____ PROVIDED DATA

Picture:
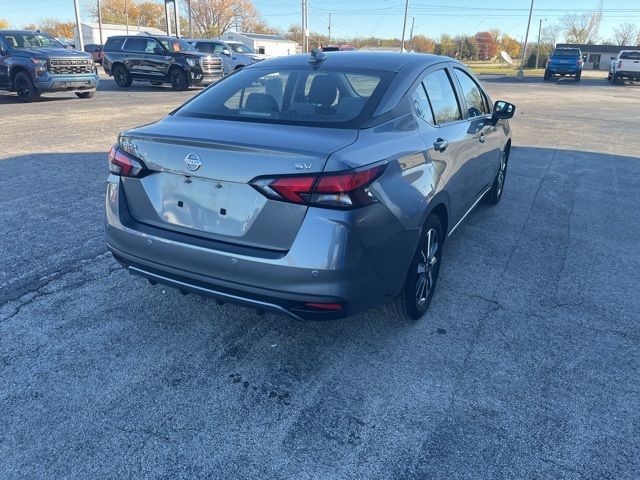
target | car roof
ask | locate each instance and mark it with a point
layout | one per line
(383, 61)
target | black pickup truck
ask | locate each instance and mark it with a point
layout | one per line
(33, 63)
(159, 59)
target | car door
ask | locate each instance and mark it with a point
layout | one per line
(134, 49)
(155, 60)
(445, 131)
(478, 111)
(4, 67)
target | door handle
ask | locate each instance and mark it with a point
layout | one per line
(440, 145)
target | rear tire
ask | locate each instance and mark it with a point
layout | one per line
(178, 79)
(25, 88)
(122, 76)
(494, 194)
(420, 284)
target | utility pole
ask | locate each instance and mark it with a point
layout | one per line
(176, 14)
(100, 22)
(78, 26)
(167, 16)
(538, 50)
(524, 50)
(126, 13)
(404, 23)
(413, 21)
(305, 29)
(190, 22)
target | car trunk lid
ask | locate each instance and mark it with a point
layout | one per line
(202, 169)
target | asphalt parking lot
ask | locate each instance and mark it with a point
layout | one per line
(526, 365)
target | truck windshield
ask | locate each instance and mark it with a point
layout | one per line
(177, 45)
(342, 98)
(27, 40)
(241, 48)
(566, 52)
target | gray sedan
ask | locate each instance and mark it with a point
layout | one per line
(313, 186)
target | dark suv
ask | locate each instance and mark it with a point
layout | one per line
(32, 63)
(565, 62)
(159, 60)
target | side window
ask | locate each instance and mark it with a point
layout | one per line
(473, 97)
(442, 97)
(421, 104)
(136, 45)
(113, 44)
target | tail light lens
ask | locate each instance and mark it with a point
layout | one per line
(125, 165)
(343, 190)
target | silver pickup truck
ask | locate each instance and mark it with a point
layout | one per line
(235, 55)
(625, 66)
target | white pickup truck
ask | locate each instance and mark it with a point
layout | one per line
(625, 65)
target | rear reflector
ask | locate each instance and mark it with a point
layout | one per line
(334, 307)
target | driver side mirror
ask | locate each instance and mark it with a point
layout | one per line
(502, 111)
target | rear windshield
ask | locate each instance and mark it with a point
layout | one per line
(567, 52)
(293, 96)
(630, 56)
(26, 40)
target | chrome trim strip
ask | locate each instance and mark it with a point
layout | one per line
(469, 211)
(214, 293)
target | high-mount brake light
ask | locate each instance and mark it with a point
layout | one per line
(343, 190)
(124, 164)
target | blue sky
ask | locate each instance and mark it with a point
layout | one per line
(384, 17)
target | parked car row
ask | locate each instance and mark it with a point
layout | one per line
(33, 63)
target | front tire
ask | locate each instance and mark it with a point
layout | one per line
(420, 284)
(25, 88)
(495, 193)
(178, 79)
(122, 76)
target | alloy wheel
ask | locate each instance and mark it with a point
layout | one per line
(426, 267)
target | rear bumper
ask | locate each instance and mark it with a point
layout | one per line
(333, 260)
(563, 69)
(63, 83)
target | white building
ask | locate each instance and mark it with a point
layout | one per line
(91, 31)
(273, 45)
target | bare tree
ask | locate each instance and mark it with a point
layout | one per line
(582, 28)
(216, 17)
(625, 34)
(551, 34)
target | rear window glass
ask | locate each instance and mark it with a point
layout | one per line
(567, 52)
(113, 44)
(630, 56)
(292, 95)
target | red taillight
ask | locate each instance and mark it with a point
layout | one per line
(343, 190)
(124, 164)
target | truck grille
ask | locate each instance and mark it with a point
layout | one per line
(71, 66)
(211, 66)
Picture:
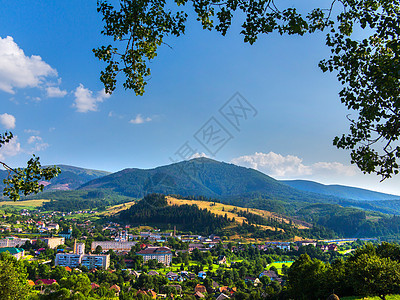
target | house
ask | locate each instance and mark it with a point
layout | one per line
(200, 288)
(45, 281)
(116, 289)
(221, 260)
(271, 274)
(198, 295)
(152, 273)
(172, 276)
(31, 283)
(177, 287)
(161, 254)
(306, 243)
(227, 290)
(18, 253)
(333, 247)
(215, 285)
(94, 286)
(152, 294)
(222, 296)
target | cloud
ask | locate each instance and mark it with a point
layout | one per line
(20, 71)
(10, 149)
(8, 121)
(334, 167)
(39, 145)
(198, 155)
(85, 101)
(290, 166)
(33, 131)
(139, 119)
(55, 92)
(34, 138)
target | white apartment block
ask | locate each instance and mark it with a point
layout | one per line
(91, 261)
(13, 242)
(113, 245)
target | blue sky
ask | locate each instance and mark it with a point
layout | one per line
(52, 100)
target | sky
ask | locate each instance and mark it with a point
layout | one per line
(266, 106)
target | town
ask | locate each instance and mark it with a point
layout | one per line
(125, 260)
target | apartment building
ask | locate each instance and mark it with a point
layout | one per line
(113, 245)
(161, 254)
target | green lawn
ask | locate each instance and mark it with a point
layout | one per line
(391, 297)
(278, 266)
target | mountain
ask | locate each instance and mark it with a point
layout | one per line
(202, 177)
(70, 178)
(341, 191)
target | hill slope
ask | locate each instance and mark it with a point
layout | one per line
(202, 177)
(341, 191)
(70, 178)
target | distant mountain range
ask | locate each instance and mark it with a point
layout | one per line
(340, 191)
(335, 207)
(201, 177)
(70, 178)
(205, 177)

________

Output only these lines, word for word: the line containing "target | rear window glass" and every line after it through the last line of the data. Omit the pictures.

_RESPONSE FOR THIS EXERCISE_:
target | rear window glass
ask | locate each instance and mark it with a point
layout | one per line
(567, 52)
(113, 44)
(630, 56)
(292, 95)
target | red taillight
ask | locate each instance and mark it with a point
layout | one per line
(343, 190)
(124, 164)
target | truck grille
ask | locate each instance and mark it with a point
layout | one per line
(71, 66)
(211, 66)
Picture:
target | house
ask | locate each instance and mark it with a point
layout | one per line
(200, 288)
(45, 281)
(116, 289)
(221, 260)
(271, 274)
(198, 295)
(152, 273)
(172, 276)
(31, 283)
(177, 287)
(161, 254)
(306, 243)
(227, 290)
(18, 253)
(333, 247)
(215, 285)
(94, 286)
(152, 294)
(222, 296)
target | cloud
ask | locate each instance and mark it with a point
layout | one per line
(20, 71)
(10, 149)
(8, 121)
(334, 167)
(39, 145)
(198, 155)
(85, 101)
(290, 166)
(33, 131)
(139, 119)
(55, 92)
(34, 138)
target | white apartment block
ask | locate each instance and mark it with a point
layout | one per line
(91, 261)
(13, 242)
(113, 245)
target | blue sky
ask | locate each instance and mark it with a point
layout | one per line
(52, 100)
target | sky
ask | locate each instance and mark it with a point
layout | one per line
(266, 106)
target | town
ask | locate each instance and mark it with a point
layout | one per line
(125, 260)
target | apartment building
ask | locate each instance and mark it with a point
layout | one per line
(113, 245)
(161, 254)
target | green lawn
ask | locate each instance and mark it with a point
layout | one per line
(391, 297)
(278, 266)
target | mountain
ask | locate each instance and mark it with a point
layout | one per line
(202, 177)
(70, 178)
(341, 191)
target | hill slope
ask | locate each instance and mark it with a point
layout | one per line
(202, 177)
(341, 191)
(70, 178)
target | distant mountain range
ask | locate each instance and mark it with a point
layout | one per line
(340, 191)
(335, 207)
(201, 177)
(70, 178)
(205, 177)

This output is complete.